#### Permintaan
Kutip tanpa perubahan bagian teks tentang pembelaan diri terhadap begal, mulai dari "Akibatnya satu pelaku" dan berakhir pada "dalam keadaan darurat.".

#### Teks terpilih
::::::::::
Saat itu, AS mencoba melawan menggunakan senjata tajam miliknya. Tak berselang lama, datang 2 pelaku begal lainnya. AS berhasil menumbangkan keempat pelaku begal, 2 diantaranya tewas dan 2 lainnya diamankan polisi. Namun, sebelum kasus ini mencuat ke publik, AS sempat dijadikan tersangka.
Kasus serupa pernah terjadi di tahun 2018, dimana dua pria berusia 19 tahun bernama Muhammad Irfan Bahri dan Ach Rofiki melawan dua pelaku begal yang berniat untuk merampok harta benda miliknya. Mulanya, kedua korban ditodong menggunakan celurit oleh kedua pelaku begal. Irfan yang tak ingin menyerahkan harta bendanya lantas melawan kedua pelaku.
Akibatnya satu pelaku tewas dan satu lainnya kritis. Sebelum akhirnya dijadikan saksi oleh kepolisian, Irfan sempat ditetapkan sebagai tersangka. Hal ini sontak menimbulkan tanda tanya besar di kalangan masyarakat, apakah seorang korban begal yang membunuh pelaku begal dalam upaya pembelaan diri, dapat dipidana? Dan sejauh manakah pembelaan diri dapat dilakukan, tanpa menimbulkan peristiwa pidana lainnya?
Begal berarti penyamun, sedangkan perbuatan yang dimaksud pembegalan adalah proses, cara, atau perbuatan membegal dengan merampas di jalan (KBBI). Untuk membahas kasus ini, diperlukan pemahaman mengenai penggunaan pasal 49 KUHP, yang mengatur tentang pembelaan diri dalam keadaan darurat.
Dalam pasal tersebut, pembelaan diri dikategorikan menjadi 2, yakni pembelaan diri (noodweer) dan pembelaan diri luar biasa (noodweer excess). Pasal 49 KUHP ayat (1) menjelaskan bahwa barang siapa melakukan perbuatan pembelaan terpaksa untuk diri sendiri maupun untuk orang lain, kehormatan, kesusilaan, atau harta benda sendiri maupun orang lain yang terjadi karena ada serangan atau ancaman serangan yang sangat dekat dan melawan hukum pada saat itu, tidak dipidana.
::::::::::
#### Data yang diberikan
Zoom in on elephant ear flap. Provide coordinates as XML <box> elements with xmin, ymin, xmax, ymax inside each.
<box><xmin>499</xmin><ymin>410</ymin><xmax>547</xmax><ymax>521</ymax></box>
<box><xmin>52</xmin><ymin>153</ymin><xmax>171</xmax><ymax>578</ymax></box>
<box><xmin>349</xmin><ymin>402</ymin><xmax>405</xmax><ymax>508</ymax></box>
::::::::::
#### Jawaban lengkap
Akibatnya satu pelaku tewas dan satu lainnya kritis. Sebelum akhirnya dijadikan saksi oleh kepolisian, Irfan sempat ditetapkan sebagai tersangka. Hal ini sontak menimbulkan tanda tanya besar di kalangan masyarakat, apakah seorang korban begal yang membunuh pelaku begal dalam upaya pembelaan diri, dapat dipidana? Dan sejauh manakah pembelaan diri dapat dilakukan, tanpa menimbulkan peristiwa pidana lainnya?
Begal berarti penyamun, sedangkan perbuatan yang dimaksud pembegalan adalah proses, cara, atau perbuatan membegal dengan merampas di jalan (KBBI). Untuk membahas kasus ini, diperlukan pemahaman mengenai penggunaan pasal 49 KUHP, yang mengatur tentang pembelaan diri dalam keadaan darurat.